EXTRACTED INFORMATION.
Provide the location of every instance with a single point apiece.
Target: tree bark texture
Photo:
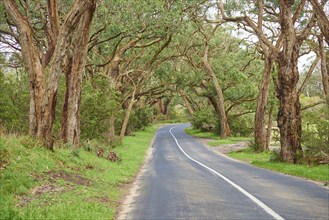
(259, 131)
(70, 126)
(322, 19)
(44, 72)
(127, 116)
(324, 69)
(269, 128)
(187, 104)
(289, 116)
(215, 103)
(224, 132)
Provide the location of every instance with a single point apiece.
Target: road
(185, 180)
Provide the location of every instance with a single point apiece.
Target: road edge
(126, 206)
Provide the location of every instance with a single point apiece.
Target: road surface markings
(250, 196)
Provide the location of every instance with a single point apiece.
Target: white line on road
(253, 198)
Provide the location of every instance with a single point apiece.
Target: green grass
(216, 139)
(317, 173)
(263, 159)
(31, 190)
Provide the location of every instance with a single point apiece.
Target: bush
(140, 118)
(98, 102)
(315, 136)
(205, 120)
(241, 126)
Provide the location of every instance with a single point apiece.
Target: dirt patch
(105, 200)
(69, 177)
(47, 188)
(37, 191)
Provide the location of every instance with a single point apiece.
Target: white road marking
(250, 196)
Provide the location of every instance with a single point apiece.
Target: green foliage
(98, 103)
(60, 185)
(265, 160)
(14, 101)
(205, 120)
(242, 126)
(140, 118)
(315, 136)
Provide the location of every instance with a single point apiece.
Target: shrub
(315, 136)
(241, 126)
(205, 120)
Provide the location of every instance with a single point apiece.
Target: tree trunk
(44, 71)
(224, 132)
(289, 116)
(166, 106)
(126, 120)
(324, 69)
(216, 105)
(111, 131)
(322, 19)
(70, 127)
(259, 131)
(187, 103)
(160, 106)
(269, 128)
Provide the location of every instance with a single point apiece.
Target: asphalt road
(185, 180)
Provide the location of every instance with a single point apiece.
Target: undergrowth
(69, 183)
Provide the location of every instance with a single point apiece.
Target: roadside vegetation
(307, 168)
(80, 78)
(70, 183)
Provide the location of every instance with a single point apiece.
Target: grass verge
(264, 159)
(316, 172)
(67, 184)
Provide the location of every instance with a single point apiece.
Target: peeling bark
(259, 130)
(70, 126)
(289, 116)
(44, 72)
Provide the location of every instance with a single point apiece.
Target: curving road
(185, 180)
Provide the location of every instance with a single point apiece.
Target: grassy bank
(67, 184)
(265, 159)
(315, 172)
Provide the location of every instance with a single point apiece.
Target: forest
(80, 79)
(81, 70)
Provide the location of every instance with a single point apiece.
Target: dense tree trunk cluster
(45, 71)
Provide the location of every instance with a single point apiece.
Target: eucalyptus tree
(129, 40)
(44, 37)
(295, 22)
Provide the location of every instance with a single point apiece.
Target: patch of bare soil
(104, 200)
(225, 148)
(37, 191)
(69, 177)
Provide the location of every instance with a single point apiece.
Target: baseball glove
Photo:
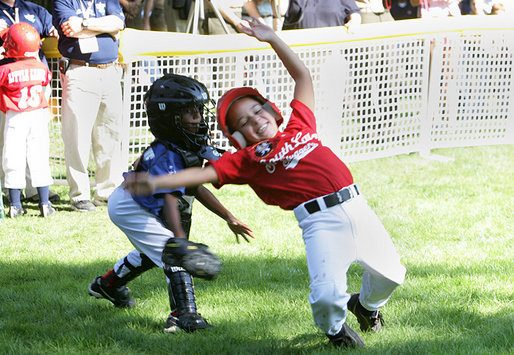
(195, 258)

--

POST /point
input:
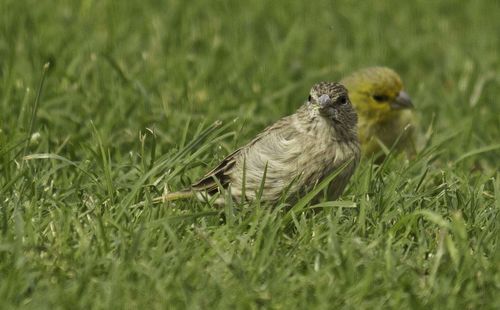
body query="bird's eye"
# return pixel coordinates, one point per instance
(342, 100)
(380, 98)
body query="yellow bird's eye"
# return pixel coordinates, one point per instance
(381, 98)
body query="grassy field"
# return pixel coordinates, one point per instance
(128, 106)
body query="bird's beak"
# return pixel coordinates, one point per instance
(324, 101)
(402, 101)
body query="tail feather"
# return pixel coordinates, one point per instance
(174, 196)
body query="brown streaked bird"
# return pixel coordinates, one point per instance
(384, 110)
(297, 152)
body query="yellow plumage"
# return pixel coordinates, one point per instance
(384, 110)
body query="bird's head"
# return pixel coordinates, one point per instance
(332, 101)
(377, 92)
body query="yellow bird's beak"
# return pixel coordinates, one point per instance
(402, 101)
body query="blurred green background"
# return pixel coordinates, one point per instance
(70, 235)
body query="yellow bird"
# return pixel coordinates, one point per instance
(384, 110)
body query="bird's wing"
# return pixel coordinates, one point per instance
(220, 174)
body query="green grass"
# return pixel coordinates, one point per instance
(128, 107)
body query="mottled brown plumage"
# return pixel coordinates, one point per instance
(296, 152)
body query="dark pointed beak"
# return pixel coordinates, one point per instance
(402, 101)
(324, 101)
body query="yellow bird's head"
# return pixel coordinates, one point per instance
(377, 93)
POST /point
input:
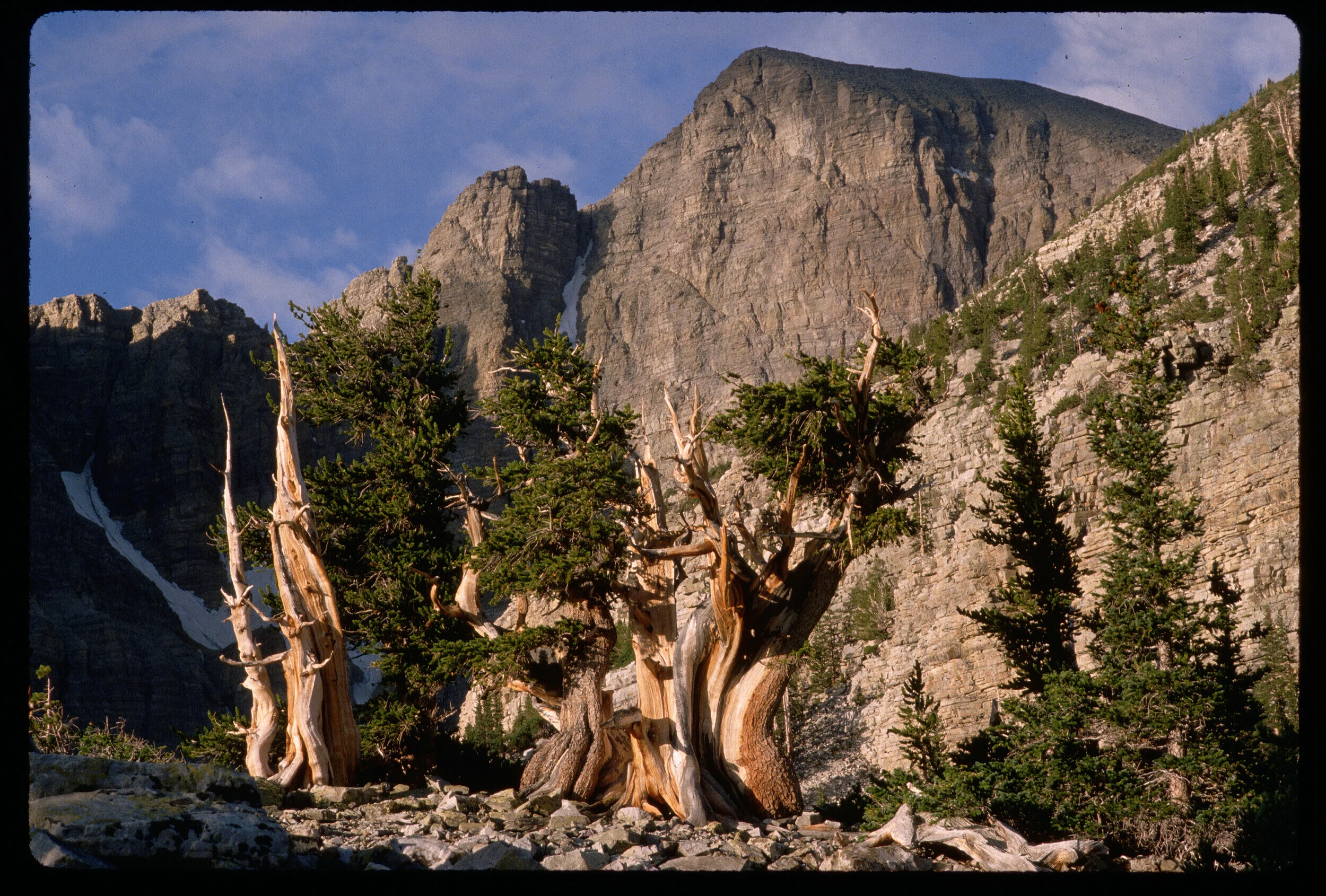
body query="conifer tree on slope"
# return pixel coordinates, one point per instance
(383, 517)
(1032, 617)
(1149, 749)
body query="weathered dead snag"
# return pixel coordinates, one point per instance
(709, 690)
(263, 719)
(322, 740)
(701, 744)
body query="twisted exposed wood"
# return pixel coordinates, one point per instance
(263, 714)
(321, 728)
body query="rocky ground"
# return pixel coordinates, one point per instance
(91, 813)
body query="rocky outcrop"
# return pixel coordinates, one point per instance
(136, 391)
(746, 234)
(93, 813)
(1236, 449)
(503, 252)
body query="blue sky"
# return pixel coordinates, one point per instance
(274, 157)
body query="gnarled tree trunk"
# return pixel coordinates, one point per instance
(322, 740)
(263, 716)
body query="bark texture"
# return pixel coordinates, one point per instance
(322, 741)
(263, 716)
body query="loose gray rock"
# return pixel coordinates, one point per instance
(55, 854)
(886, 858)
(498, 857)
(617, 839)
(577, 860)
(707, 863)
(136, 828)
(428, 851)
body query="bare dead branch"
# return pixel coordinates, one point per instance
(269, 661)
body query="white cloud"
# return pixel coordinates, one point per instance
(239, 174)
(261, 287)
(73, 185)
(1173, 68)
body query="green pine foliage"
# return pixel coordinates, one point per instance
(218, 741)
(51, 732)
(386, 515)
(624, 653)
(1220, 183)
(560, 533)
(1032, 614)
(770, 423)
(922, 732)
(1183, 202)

...

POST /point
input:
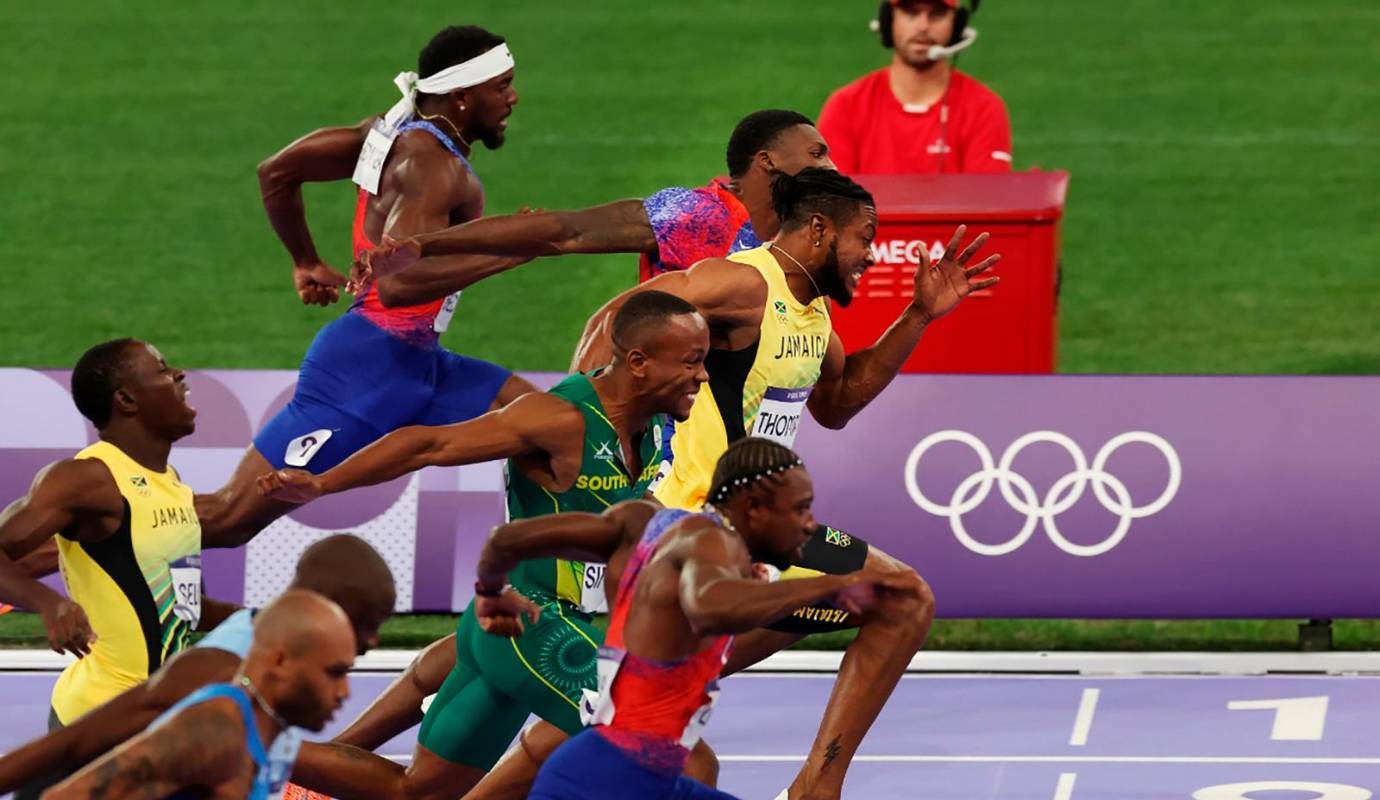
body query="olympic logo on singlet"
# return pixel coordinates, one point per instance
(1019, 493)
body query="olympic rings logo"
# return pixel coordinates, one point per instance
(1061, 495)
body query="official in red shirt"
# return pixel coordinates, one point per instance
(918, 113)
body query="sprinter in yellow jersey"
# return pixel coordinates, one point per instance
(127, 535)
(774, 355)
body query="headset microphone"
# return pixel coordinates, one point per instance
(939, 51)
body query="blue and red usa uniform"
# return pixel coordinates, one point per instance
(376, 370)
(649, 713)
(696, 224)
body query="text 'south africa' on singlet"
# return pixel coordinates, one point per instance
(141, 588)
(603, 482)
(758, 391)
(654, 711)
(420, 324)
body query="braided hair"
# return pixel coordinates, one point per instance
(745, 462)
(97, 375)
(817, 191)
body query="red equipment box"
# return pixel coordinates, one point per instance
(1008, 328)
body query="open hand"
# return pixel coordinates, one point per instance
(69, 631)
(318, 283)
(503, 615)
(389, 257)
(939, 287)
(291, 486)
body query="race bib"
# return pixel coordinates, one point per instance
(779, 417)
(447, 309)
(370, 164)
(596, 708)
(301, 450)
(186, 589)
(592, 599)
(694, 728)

WHAT YOU SHOULD DO. With "blue" as the word to match, copy each line of the records that has it.

TASK RESULT.
body query="blue sky"
body query="blue and red usa uniform"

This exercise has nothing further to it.